# Job
Copy every one of the items below word for word, leaving the pictures out of your answer.

# Material to process
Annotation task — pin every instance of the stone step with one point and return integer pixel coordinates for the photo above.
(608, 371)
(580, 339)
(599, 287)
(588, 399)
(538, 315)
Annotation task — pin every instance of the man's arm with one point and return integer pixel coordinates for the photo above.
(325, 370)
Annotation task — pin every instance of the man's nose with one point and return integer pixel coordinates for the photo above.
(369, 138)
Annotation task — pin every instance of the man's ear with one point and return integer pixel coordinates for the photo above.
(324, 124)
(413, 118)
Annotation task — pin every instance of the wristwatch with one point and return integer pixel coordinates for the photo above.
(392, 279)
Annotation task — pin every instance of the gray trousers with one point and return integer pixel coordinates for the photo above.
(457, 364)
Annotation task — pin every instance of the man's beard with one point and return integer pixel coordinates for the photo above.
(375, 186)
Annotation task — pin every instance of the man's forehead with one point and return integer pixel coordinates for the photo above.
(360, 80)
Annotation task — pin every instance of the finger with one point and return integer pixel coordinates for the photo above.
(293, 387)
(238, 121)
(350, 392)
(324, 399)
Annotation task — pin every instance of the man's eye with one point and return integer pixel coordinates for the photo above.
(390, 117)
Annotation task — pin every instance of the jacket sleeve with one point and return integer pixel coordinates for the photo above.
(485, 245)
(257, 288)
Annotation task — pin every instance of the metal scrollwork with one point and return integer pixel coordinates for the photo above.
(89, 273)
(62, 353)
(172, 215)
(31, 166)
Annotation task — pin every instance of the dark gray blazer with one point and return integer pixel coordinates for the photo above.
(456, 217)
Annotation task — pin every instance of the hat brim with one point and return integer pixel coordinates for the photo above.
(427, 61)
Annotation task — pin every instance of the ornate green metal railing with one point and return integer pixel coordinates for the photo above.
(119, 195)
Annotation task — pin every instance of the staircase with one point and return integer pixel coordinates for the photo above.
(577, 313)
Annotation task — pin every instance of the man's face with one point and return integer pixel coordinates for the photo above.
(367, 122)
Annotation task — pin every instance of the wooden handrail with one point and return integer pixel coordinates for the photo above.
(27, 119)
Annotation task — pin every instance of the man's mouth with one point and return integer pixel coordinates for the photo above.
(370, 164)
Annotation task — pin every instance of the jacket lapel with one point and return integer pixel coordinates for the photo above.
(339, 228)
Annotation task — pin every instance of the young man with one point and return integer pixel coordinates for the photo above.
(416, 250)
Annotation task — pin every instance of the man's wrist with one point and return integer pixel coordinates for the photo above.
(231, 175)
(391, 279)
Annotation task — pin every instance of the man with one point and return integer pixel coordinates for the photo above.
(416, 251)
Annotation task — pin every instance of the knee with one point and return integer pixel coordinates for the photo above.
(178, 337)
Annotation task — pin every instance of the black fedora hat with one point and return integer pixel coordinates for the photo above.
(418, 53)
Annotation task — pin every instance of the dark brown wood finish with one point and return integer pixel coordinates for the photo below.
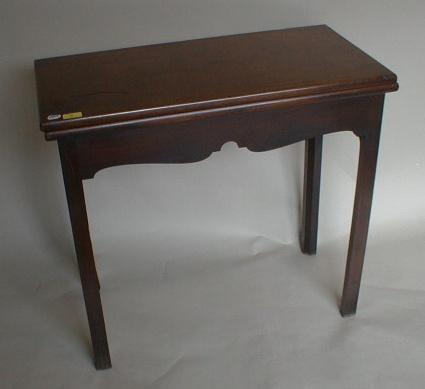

# Completed exercise
Annotation task — pin every instance of the stone step with one point and return integer pixel coordinates for the photo above.
(608, 371)
(580, 339)
(599, 287)
(588, 399)
(538, 315)
Annotation task — pin every instance of the man's arm with one point and return integer pixel coordinates for the photo above.
(325, 370)
Annotation task — pin every instance of the man's nose with one point and return integer pixel coordinates for the photo above.
(369, 138)
Annotation task — pin every instance of the man's ear with one point and return integer pixel coordinates for the photo above.
(324, 124)
(413, 118)
Annotation task — pin every instance of the wristwatch with one point and return integer pixel coordinates for the photo above.
(392, 279)
Annotation task — pin every instance of the gray trousers with one point and return integer pixel coordinates for the photo above.
(457, 364)
Annotation task — pin every instance of the man's beard with one point and return integer pixel coordinates for the photo above.
(375, 186)
Annotation task — pin every instance of the man's forehead with one point and return integer pixel coordinates for the photo above.
(360, 80)
Annotation task — pin every instance of the finger with one point and return integer pixel coordinates for the photo above.
(293, 387)
(238, 121)
(350, 392)
(324, 399)
Annotation task — pin every instance of the man's eye with one point and return integer pixel coordinates for the photo above.
(390, 117)
Annotation task — pin every instance of the jacket sleeve with one point and return integer pixel coordinates for the photo above.
(485, 245)
(257, 288)
Annotation task — pin every instance of the metal scrollwork with one point and return integer pixel coordinates for the photo above.
(89, 273)
(62, 353)
(172, 215)
(31, 166)
Annotation task — pin every instance of the dark gray blazer with one point and return integer pixel coordinates for the photo above.
(456, 217)
Annotation task — pin every instance of the hat brim with one point and return integer pixel coordinates for the photo above.
(427, 61)
Annotation task — pin every instance of the ornate green metal railing with one point and return integer pixel coordinates for the photo above.
(119, 195)
Annotation task — pin every instance of the staircase with one point and return integer pixel coordinates for the photo above.
(577, 313)
Annotation task — pin every instance of the man's face with one point and return integer pixel coordinates for the photo above.
(367, 122)
Annotation task — pin every instance of the wooden handrail with one point and return integer pixel coordinates for the photo above.
(27, 119)
Annotation task — pin every instance of the man's mouth with one point and return integer pixel coordinates for the photo above.
(370, 164)
Annotation task — pin every instance of the jacket lapel with one point and return integer pixel coordinates for the photo above.
(339, 228)
Annotation task — pin every instance of the young man with one point and return integer pixel coordinates for the photo above.
(416, 250)
Annotation task — pin every instance of the man's wrist with one point and return integer pixel coordinates for the photo above.
(231, 175)
(391, 279)
Annotation task — pin every instance of the man with one point and return integer pixel coordinates for the photo above.
(416, 251)
Annotation task — pin every instance of the knee with one point and return integer pixel coordinates for the photo above.
(178, 337)
Annotation task — pin every instance of the black fedora hat with one point and return integer pixel coordinates for the photo above.
(418, 53)
Annotation task — pin every instance of the dark brown wood finish with one point and return integer pixel coordinates for the photo below.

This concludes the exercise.